Provide an exact copy of the data, excluding the images.
+++ Extracted records +++
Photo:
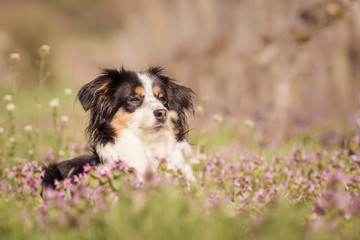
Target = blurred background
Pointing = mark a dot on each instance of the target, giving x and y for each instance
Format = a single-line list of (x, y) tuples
[(279, 63)]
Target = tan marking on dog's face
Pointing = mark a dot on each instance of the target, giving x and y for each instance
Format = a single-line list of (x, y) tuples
[(102, 90), (156, 90), (140, 91), (120, 121), (173, 130)]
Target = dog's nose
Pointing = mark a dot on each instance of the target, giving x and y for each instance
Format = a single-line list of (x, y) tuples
[(160, 114)]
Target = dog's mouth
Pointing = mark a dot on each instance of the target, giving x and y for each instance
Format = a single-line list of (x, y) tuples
[(155, 128)]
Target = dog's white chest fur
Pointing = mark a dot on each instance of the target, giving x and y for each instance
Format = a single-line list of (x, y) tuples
[(146, 152)]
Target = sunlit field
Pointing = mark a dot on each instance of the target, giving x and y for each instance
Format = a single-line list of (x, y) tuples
[(275, 133), (304, 188)]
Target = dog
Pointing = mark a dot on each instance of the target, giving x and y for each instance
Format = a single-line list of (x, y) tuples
[(135, 117)]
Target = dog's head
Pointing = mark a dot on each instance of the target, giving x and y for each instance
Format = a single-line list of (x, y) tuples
[(138, 101)]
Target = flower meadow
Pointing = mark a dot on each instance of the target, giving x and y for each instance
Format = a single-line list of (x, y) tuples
[(293, 192)]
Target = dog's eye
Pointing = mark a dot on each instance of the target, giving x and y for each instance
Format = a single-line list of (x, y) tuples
[(163, 99), (134, 100)]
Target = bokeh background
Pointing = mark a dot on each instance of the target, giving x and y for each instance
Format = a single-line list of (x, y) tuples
[(283, 64)]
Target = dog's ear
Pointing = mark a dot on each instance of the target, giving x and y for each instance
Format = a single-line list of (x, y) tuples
[(91, 92), (181, 98), (95, 91)]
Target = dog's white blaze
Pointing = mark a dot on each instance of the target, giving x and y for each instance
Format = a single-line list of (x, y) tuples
[(140, 147)]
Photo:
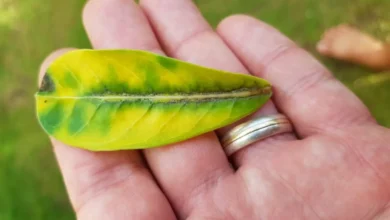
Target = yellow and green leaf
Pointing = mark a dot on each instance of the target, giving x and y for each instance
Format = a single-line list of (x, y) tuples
[(105, 100)]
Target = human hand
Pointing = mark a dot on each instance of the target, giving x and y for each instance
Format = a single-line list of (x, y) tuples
[(335, 166)]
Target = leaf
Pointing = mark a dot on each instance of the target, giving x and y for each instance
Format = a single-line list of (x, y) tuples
[(105, 100)]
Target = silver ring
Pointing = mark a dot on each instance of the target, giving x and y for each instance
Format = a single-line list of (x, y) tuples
[(254, 130)]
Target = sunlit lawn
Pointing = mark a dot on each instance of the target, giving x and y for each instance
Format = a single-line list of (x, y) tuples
[(30, 184)]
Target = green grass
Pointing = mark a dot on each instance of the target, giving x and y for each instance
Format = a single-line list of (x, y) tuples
[(30, 184)]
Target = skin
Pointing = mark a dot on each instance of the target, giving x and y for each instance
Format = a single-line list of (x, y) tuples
[(335, 166), (347, 43)]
+++
[Result]
Photo:
Target = blurred background
Pointing = mark a dot on each instance of the target, giving x and y for each instance
Format = a single-line list of (x, y) tuples
[(279, 63)]
Target = tan marking on dog's face
Pointing = mark a dot on each instance of the target, giving x and y for each instance
Format = a single-line list of (x, y) tuples
[(102, 90), (156, 90), (140, 91), (120, 121), (173, 130)]
Target = dog's nose
Pointing = mark a dot on each instance of the target, giving x and y for each instance
Format = a single-line list of (x, y) tuples
[(160, 114)]
Target = dog's mouth
Pointing = mark a dot on each instance of the target, giving x and y for each instance
Format = a single-line list of (x, y) tuples
[(155, 128)]
Target = dog's white chest fur
Pointing = mark a dot on each instance of the target, giving x and y for each instance
Format = a single-line list of (x, y) tuples
[(146, 152)]
Target = sunlit field
Pointing = mark a dot on each instance of the target, giving x and y for each instance
Format = a single-line list of (x, y) tuples
[(275, 133), (304, 188)]
Target = dog
Pointing = mark a dot on each instance of the target, giving x and y for each instance
Format = a single-line list of (x, y) tuples
[(135, 117)]
Target = dog's head
Pointing = mark a dot on each instance of the target, giving x and y for each instance
Format = a single-line list of (x, y) tuples
[(138, 101)]
Target = flower meadow
Pointing = mark a dot on each instance of the target, giving x and y for each instance
Format = a single-line list of (x, y) tuples
[(293, 192)]
Target = dog's eye
Pointing = mark a dot on each instance of the target, giving x and y for each instance
Format = a single-line list of (x, y) tuples
[(163, 99), (134, 100)]
Target = bokeh background
Pointing = mark a dot on each instance of the target, giving x and y for each instance
Format = a single-line list of (x, y) tuples
[(283, 64)]
Target = dog's ear
Pointing = mark a dot on each instance of the target, giving x and y for each instance
Format = a single-line list of (x, y) tuples
[(91, 92), (181, 98), (95, 91)]
Target = dog's white blaze
Pointing = mark a dot on each instance of the target, giving x and y for each instance
Format = a single-line list of (x, y) tuples
[(140, 147)]
Photo:
Target = yellow and green leaf
Pointing = mark a dot on each instance of the target, giving x and y for each instance
Format = a single-line list of (x, y) tuples
[(105, 100)]
Target = human hand
Pointing = mark a dot on each instance of the target, giving x and y for each instance
Format = a single-line list of (x, y) tuples
[(335, 166)]
Target = leaf
Pointing = mark a dot on each instance of the target, giving x and y for each instance
Format = a single-line list of (x, y) tuples
[(105, 100)]
Target = silver ring
Pointing = mark a dot on each instance of the target, giving x and y for each instance
Format = a single-line list of (x, y) tuples
[(254, 130)]
Target = sunlit lawn
Pointing = mark a dot on each instance of the target, giving x and y for each instance
Format = a single-line list of (x, y) tuples
[(30, 184)]
Target = green grass
Pointing = mark a dot on each instance of the target, giving x and y for each instance
Format = a single-line list of (x, y) tuples
[(30, 184)]
Target = skin
Pointing = mark a dot on each instance of the target, giving x and y for each instance
Format = a single-line list of (x, y) tuples
[(335, 166), (347, 43)]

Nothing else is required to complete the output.